What you have to do
Recast the rows below as a Markdown table with two columns, No. and Line, numbering each line and skipping blank lines. Leave the pictures out.

Entries provided
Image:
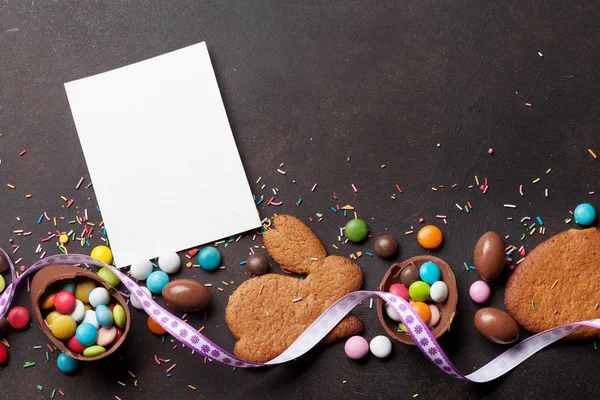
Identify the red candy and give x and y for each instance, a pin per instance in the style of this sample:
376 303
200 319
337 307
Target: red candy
75 346
3 354
399 290
64 302
18 318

Exercise output
| No. | Line |
|---|---|
| 1 | Image: |
| 2 | Identify the red candy and give x and y for each instance, a pin per instance in the style of this sample: |
| 3 | 376 303 |
| 4 | 200 319 |
| 5 | 337 307 |
| 6 | Target: red candy |
| 7 | 75 346 |
| 8 | 3 354 |
| 9 | 399 290 |
| 10 | 64 302 |
| 11 | 18 318 |